++++ Document segment

In a conflict like the First World War, deadlier than any that had come before it, much of the public discourse surrounding the war concerned the new methods of waging war that the conflict introduced. Weaopns like the machine gun, mustard gas, the trench gun, serrated bayonets, and the flamethrower brought on accusations of wartime atrocities from both sides. In the press, the war was framed as a battle between the civilized and the uncivilized, with both the Allied Powers and the Central Powers claiming they were the former. The propaganda machines on both sides got to work early in the war in painting their enemies as barbarians.

Postcards were one of the most popular ways to circulate propaganda during the war, and much of the propaganda produced by both the Allied Powers and the Central Powers was intended to demonize the enemy through racial stereotyping. Since the Central Powers were by and large the ones occupying territory, accusation of Allied atrocities wouldn’t work. Instead, they took aim at the Allies’ numerous colonies. Germany, though its leaders desired colonial expansion for the latter half of the 19th century, held far less territory than the French or the British. German postcards the one to the right derided their enemies for their close association with what many Europeans considered inferior people. The caption reads, “Old England, the culture propagator among his employees.”

Germany frequently used its enemies’ colonies against them, despite desiring those colonies for itself, framing the war as a battle between civilized Europeans and barbaric African colonial troops. Much of their focus was on French troops from their colonies in Senegal, depicting them as savage fighters. French propaganda responded in turn, but not in the way you’d expect. Rather than defend their soldiers from the racist barbs of their enemies, French propaganda used the barbaric image the German’s had created against them, suggesting that if these barbarians were superior in battle to the Germans, the Germans must fall below them on the racial hierarchy.

++++++++
++++ Stored data

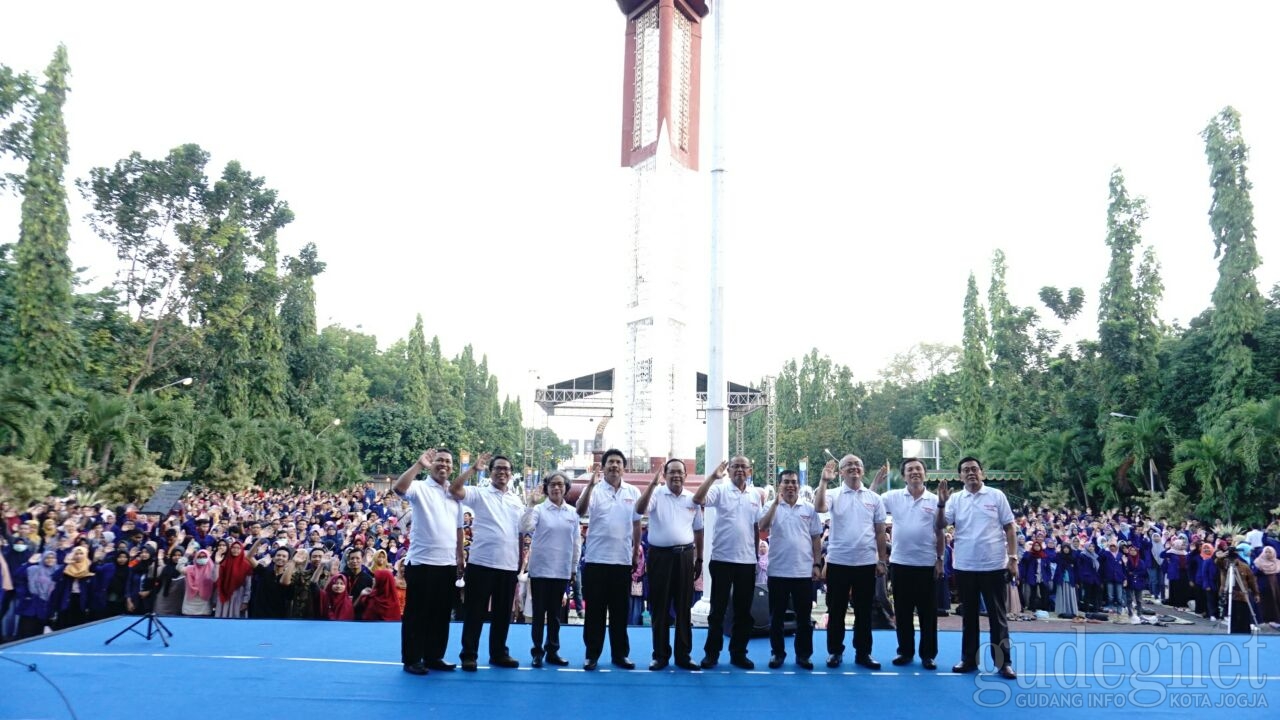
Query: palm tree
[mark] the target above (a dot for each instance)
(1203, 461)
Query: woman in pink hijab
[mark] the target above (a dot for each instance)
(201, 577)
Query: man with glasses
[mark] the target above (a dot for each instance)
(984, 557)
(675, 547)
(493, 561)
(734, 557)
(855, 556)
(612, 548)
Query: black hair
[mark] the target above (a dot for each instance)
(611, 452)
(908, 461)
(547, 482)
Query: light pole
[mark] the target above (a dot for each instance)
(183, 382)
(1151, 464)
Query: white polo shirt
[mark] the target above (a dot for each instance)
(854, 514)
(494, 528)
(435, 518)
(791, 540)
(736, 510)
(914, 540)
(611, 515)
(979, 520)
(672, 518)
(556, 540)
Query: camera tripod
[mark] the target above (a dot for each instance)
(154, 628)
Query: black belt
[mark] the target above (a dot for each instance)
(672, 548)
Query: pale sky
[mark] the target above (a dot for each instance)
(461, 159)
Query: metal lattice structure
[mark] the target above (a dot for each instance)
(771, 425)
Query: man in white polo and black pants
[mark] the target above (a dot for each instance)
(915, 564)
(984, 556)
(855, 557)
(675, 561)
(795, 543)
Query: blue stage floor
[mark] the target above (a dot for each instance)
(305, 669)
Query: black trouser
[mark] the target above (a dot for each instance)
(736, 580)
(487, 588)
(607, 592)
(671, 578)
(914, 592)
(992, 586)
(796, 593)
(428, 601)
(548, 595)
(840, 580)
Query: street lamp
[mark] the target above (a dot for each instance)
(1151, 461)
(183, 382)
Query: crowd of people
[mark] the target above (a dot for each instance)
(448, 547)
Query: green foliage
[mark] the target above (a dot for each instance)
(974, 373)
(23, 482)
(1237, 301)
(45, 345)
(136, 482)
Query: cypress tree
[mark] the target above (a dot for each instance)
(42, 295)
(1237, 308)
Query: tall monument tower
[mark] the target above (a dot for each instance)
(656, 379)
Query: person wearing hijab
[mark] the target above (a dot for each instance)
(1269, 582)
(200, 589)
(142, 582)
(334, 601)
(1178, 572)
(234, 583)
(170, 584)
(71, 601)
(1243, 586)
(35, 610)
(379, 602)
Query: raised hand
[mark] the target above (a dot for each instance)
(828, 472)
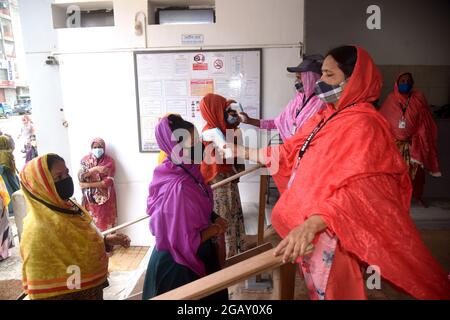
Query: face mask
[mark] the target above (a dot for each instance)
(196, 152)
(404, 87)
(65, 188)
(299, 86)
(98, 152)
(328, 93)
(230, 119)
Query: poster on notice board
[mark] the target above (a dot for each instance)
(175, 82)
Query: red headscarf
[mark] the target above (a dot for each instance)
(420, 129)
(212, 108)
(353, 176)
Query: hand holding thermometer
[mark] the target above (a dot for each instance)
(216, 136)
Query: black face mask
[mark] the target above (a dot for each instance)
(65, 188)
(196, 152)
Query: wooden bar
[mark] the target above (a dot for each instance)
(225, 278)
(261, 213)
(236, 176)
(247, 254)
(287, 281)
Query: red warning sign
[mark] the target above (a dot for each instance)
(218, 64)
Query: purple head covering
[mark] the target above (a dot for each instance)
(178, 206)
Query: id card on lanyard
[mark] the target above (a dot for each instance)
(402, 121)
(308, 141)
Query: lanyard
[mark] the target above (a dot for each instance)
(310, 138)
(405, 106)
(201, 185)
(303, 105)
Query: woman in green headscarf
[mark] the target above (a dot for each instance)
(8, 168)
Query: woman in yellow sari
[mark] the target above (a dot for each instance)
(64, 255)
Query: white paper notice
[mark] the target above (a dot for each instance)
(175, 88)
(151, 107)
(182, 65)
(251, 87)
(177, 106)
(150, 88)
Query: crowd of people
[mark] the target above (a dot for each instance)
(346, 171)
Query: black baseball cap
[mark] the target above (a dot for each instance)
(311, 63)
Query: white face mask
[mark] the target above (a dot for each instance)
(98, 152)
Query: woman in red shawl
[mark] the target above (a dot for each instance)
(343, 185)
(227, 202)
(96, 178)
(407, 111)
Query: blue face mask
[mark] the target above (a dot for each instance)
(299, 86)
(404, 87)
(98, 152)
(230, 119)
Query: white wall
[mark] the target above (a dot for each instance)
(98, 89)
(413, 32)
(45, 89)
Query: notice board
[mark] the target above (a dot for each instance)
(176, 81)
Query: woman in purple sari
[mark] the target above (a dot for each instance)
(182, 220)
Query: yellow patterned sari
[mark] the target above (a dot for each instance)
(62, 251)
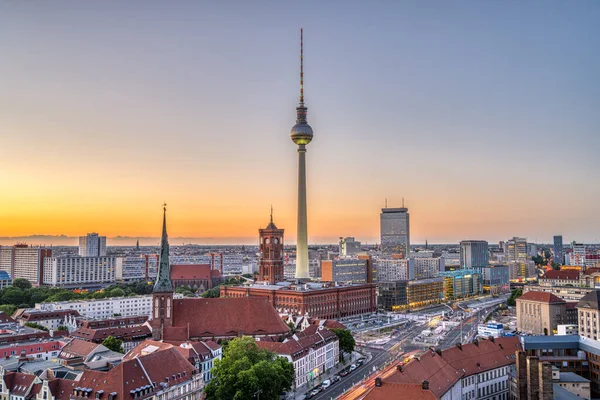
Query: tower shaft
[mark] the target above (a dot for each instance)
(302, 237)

++++++++

Stated task 1 ▸ According to the passage on First World War propaganda, why did the Central Powers aim their propaganda at the Allies' colonies instead of accusing the Allies of atrocities?
Stated task 2 ▸ Continue the passage on First World War propaganda from its final sentence.

Exercise result 1 ▸ The Central Powers were by and large the ones occupying territory, so accusations of Allied atrocities wouldn't work. Instead they targeted the Allies' numerous colonies and mocked their enemies for their close association with peoples many Europeans considered inferior.

Exercise result 2 ▸
Other Allied postcards, reinforcing their position as the civilized party in the war, accused the Central Powers of aggressive militarism. As the leader of the Empire, Kaiser Wilhelm II was a common subject of this type of postcard. The postcard to the right was made in Italy, shortly before they joined the Allied Powers, and reinterprets Germany’s aggression as the Kaiser’s hunger to devour the world. Notice the exaggerated features of the Kaiser; caricature was key to crafting images that were immediately recognizable to viewers, and the Kaiser was known for his moustache.

Anti-German sentiment was so high among the Allied nations that anything associated with Germany was shunned completely. A notable Canadian example is the renaming of Berlin, Ontario, to Kitchener, after the British War Secretary. This sentiment made its way into postcards like the one to the left, rejecting the Dachshund, simply for being a breed of dog with a German name.

The First World War was one of the first and greatest examples of total war, in which battles are fought not only on the battlefield, but in the mind of the public. A key weapon in this fight was the postcard, and ones like those previously mentioned played a huge role in reinforcing the platforms and goals of both sides in the minds of their citizens.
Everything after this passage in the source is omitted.